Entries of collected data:
************

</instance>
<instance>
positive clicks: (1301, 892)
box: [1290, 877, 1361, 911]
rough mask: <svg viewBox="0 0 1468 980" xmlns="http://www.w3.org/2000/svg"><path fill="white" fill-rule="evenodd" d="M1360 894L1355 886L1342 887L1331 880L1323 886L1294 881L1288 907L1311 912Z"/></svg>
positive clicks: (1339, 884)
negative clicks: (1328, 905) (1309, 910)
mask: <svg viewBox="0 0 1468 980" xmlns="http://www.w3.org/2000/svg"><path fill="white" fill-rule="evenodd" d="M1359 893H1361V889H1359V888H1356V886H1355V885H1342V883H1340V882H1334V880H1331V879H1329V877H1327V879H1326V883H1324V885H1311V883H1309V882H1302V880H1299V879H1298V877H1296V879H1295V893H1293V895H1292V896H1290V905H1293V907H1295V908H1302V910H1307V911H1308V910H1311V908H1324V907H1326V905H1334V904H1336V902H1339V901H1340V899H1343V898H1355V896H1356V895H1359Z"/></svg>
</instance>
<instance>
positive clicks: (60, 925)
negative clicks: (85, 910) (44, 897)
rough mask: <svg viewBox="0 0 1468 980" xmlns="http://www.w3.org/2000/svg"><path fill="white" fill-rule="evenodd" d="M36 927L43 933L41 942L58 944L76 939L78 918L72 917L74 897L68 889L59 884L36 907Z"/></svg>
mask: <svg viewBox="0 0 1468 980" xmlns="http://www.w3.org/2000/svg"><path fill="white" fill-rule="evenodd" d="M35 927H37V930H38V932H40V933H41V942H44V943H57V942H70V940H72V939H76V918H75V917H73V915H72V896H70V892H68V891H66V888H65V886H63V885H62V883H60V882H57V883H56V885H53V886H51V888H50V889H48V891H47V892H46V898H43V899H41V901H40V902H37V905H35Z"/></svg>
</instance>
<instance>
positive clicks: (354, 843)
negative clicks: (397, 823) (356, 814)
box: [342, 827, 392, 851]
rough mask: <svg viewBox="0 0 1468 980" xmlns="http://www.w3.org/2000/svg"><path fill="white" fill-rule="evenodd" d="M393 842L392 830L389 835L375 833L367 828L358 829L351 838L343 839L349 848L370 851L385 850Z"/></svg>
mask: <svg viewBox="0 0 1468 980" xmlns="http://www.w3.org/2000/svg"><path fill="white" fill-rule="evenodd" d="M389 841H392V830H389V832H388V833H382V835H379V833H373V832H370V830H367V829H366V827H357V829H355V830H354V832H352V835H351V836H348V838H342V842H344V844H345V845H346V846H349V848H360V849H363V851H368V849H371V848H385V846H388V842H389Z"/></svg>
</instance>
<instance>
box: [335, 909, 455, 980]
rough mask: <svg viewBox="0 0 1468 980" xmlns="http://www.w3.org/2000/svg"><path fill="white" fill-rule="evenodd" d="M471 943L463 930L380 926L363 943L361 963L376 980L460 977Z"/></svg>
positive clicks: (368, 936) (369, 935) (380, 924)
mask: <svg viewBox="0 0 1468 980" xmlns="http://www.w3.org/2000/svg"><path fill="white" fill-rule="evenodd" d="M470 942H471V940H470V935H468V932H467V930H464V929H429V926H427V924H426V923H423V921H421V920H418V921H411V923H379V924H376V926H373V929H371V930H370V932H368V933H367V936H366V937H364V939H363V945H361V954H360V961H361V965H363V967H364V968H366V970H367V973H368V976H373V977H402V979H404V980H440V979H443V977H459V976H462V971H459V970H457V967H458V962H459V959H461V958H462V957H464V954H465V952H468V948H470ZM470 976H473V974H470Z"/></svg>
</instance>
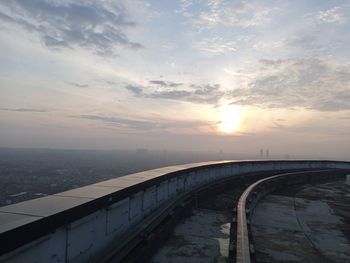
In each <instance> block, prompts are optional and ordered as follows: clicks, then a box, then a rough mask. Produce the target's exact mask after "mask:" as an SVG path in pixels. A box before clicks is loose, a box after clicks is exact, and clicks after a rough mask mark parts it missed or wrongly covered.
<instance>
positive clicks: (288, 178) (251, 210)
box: [232, 169, 348, 263]
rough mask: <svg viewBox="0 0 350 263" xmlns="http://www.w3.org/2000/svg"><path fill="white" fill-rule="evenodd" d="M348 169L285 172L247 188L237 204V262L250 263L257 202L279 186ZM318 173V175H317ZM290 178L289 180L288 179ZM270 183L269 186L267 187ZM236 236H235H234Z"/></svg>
mask: <svg viewBox="0 0 350 263" xmlns="http://www.w3.org/2000/svg"><path fill="white" fill-rule="evenodd" d="M347 173H348V170H338V169H327V170H314V171H301V172H292V173H283V174H278V175H274V176H270V177H267V178H263V179H260V180H258V181H256V182H255V183H253V184H251V185H250V186H249V187H248V188H246V189H245V190H244V192H243V194H242V195H241V196H240V198H239V201H238V204H237V233H236V262H237V263H250V262H251V261H252V258H251V248H252V244H251V242H250V240H249V227H248V225H249V223H248V222H249V221H250V218H251V217H252V214H253V211H254V207H255V205H256V203H257V202H258V201H259V200H260V199H262V198H263V197H264V196H265V195H267V194H268V193H270V192H273V191H274V190H276V189H277V188H281V187H284V186H286V185H290V184H295V183H297V184H300V183H302V182H310V181H317V180H322V179H329V178H332V179H334V178H336V177H338V176H345V175H346V174H347ZM315 175H317V176H315ZM287 180H288V181H287ZM267 185H268V188H267V187H266V186H267ZM232 238H234V237H232Z"/></svg>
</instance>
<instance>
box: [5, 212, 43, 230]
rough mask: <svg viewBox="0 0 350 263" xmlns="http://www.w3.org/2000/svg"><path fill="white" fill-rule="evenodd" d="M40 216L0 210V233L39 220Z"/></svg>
mask: <svg viewBox="0 0 350 263" xmlns="http://www.w3.org/2000/svg"><path fill="white" fill-rule="evenodd" d="M40 218H41V217H37V216H28V215H21V214H13V213H3V212H0V234H1V233H4V232H6V231H8V230H11V229H14V228H16V227H18V226H22V225H23V224H27V223H31V222H34V221H36V220H39V219H40Z"/></svg>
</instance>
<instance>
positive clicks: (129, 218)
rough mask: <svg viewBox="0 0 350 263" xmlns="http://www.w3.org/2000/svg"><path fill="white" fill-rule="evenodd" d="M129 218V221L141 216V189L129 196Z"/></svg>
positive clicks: (139, 218) (141, 193) (136, 220)
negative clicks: (138, 190)
mask: <svg viewBox="0 0 350 263" xmlns="http://www.w3.org/2000/svg"><path fill="white" fill-rule="evenodd" d="M129 204H130V210H129V220H130V222H131V223H134V222H135V221H138V220H139V219H140V218H142V217H143V210H142V206H143V191H141V192H138V193H136V194H134V195H132V196H131V197H130V201H129Z"/></svg>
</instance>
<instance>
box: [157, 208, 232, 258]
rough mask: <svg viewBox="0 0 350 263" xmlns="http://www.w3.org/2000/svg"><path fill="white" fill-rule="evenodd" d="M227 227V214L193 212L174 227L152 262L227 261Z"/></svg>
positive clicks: (198, 210)
mask: <svg viewBox="0 0 350 263" xmlns="http://www.w3.org/2000/svg"><path fill="white" fill-rule="evenodd" d="M229 231H230V226H229V223H228V217H227V215H226V214H224V213H222V212H218V211H210V210H195V211H194V215H193V216H191V217H190V218H188V219H187V220H186V221H184V223H182V224H180V225H178V226H177V227H176V228H175V231H174V234H173V235H172V236H171V237H170V240H169V241H168V242H167V243H166V245H165V246H164V247H163V248H162V249H160V250H159V251H158V252H157V254H156V255H155V256H154V257H153V259H152V260H151V262H153V263H166V262H169V263H170V262H171V263H177V262H178V263H182V262H189V263H191V262H193V263H194V262H203V263H206V262H208V263H209V262H210V263H211V262H226V261H227V257H228V246H229Z"/></svg>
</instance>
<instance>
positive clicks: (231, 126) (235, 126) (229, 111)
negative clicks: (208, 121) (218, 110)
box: [219, 105, 241, 133]
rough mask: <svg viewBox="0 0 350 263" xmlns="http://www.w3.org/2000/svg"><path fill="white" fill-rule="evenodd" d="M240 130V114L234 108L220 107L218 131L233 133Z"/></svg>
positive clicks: (227, 132) (240, 115)
mask: <svg viewBox="0 0 350 263" xmlns="http://www.w3.org/2000/svg"><path fill="white" fill-rule="evenodd" d="M240 128H241V113H240V111H239V110H238V109H237V108H235V107H234V106H228V105H226V106H222V107H221V108H220V125H219V129H220V131H222V132H224V133H234V132H237V131H239V130H240Z"/></svg>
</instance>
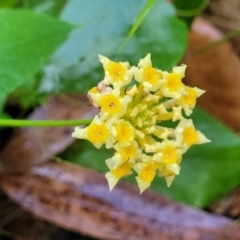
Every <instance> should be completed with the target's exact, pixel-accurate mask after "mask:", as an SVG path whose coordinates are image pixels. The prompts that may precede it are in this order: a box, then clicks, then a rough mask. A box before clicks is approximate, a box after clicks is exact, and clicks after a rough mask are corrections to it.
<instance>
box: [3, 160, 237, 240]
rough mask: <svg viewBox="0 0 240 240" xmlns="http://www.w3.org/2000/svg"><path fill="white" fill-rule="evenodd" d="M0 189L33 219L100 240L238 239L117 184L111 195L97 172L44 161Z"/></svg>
mask: <svg viewBox="0 0 240 240" xmlns="http://www.w3.org/2000/svg"><path fill="white" fill-rule="evenodd" d="M0 186H1V188H2V189H3V190H4V191H5V192H6V193H7V194H8V196H10V197H11V198H12V199H13V200H14V201H15V202H17V203H18V204H19V205H20V206H22V207H23V208H24V209H26V210H28V211H30V212H32V213H33V214H35V215H36V216H37V217H39V218H41V219H44V220H47V221H49V222H53V223H55V224H57V225H59V226H62V227H64V228H66V229H71V230H74V231H77V232H81V233H84V234H86V235H90V236H94V237H97V238H100V239H105V240H107V239H111V240H113V239H121V240H125V239H128V240H138V239H139V240H140V239H142V240H143V239H144V240H145V239H153V240H154V239H158V240H159V239H161V240H170V239H174V240H215V239H216V240H220V239H234V240H237V239H240V225H239V224H233V223H232V222H231V221H230V220H228V219H226V218H224V217H219V216H214V215H211V214H208V213H204V212H201V211H200V210H196V209H193V208H190V207H187V206H184V205H181V204H178V203H174V202H173V201H171V200H169V199H168V198H166V197H163V196H161V195H159V194H157V193H154V192H152V191H150V190H148V191H146V192H145V193H144V194H142V195H139V190H138V189H137V187H135V185H131V184H129V183H125V182H122V183H120V184H118V186H117V187H116V188H115V189H114V190H113V191H112V192H110V191H109V189H108V186H107V183H106V180H105V179H104V176H103V175H102V174H100V173H97V172H94V171H92V170H87V169H84V168H80V167H77V166H74V165H70V164H59V163H52V162H48V163H44V164H43V165H40V166H36V167H32V168H31V169H30V170H29V171H28V172H25V173H20V174H16V173H15V174H8V175H5V176H1V178H0Z"/></svg>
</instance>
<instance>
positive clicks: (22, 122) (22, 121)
mask: <svg viewBox="0 0 240 240" xmlns="http://www.w3.org/2000/svg"><path fill="white" fill-rule="evenodd" d="M92 120H93V119H75V120H20V119H0V126H8V127H64V126H77V125H89V124H90V123H91V122H92Z"/></svg>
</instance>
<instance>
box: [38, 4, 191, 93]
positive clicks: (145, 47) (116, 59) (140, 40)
mask: <svg viewBox="0 0 240 240" xmlns="http://www.w3.org/2000/svg"><path fill="white" fill-rule="evenodd" d="M150 2H151V4H149V5H148V3H149V2H148V1H146V0H139V1H137V4H136V1H127V2H125V1H112V0H101V1H94V5H93V1H84V0H70V1H69V3H68V4H67V5H66V8H65V9H64V10H63V12H62V19H63V20H66V21H69V22H71V23H73V24H79V23H81V24H83V26H84V27H83V28H82V29H77V30H75V31H74V32H73V34H72V36H71V37H70V38H69V40H68V41H67V42H66V43H65V44H64V45H63V46H62V47H61V48H60V50H59V51H58V52H57V53H56V54H55V56H54V57H53V59H52V62H51V65H53V66H55V68H56V69H60V71H59V78H58V79H56V84H53V85H52V89H49V88H47V91H53V92H54V91H55V86H57V88H58V89H57V90H60V91H71V92H72V91H80V92H86V91H88V90H89V89H90V88H91V87H92V86H94V85H96V84H97V82H99V81H100V80H101V79H102V78H103V75H104V74H103V70H102V66H101V64H100V63H99V61H98V54H102V55H105V56H107V57H109V58H112V59H113V60H115V61H130V62H131V64H135V65H136V64H137V63H138V61H139V59H140V58H143V57H145V56H146V54H147V53H152V59H153V62H154V65H155V66H157V67H159V68H161V69H169V68H171V67H172V66H173V65H175V64H176V63H177V62H178V61H179V60H180V59H181V57H182V56H183V54H184V51H185V47H186V42H187V27H186V25H185V24H184V22H182V21H180V20H178V19H177V18H176V17H175V11H174V8H173V6H172V5H170V4H169V3H167V2H166V1H165V0H158V1H155V2H154V1H152V0H151V1H150ZM139 23H140V24H139ZM133 28H134V29H133ZM132 29H133V30H134V31H132V32H131V30H132ZM132 33H134V34H133V35H132ZM129 36H130V38H129ZM126 38H128V40H129V42H128V44H127V45H126V48H124V49H123V50H122V51H119V50H120V47H121V46H122V45H123V44H124V43H125V40H126ZM62 68H64V70H61V69H62ZM59 79H60V82H59ZM45 86H48V84H47V81H46V80H44V79H43V81H42V89H43V90H44V89H45V88H46V87H45Z"/></svg>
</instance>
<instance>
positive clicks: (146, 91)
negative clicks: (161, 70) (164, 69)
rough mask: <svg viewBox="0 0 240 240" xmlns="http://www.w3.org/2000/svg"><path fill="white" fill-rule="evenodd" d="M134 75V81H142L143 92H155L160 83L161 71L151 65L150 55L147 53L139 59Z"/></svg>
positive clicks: (161, 73)
mask: <svg viewBox="0 0 240 240" xmlns="http://www.w3.org/2000/svg"><path fill="white" fill-rule="evenodd" d="M134 76H135V79H136V81H138V82H139V83H142V85H143V88H144V92H150V91H153V92H156V91H157V90H158V89H159V87H160V84H161V79H162V72H161V71H160V70H158V69H156V68H153V67H152V62H151V55H150V54H148V55H147V56H146V57H145V58H143V59H141V60H140V61H139V64H138V69H136V70H135V75H134Z"/></svg>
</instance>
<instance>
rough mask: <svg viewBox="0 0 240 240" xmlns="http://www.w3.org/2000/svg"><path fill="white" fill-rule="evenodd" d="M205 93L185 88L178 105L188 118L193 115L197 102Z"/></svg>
mask: <svg viewBox="0 0 240 240" xmlns="http://www.w3.org/2000/svg"><path fill="white" fill-rule="evenodd" d="M203 93H205V91H203V90H201V89H199V88H197V87H194V88H191V87H185V89H184V91H183V93H182V95H181V97H180V98H179V99H177V101H176V103H177V104H178V105H180V106H182V107H183V109H184V111H185V114H186V115H187V116H189V115H191V113H192V109H193V108H194V107H195V105H196V100H197V98H198V97H200V96H201V95H202V94H203Z"/></svg>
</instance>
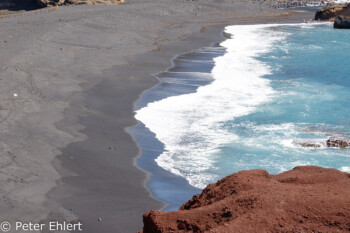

************

** TASK **
Copy the rows word for word, from the very first line through the line containing "positive clicks: (1339, 884)", including both of those lines.

** RESULT FOR THIS TASK **
</instance>
<instance>
positive clicks: (1301, 892)
box: [1290, 877, 1361, 911]
rough mask: <svg viewBox="0 0 1468 980" xmlns="http://www.w3.org/2000/svg"><path fill="white" fill-rule="evenodd" d="M1360 894L1355 886L1342 887L1331 880L1323 886L1294 881L1288 907L1311 912Z"/></svg>
positive clicks: (1339, 884)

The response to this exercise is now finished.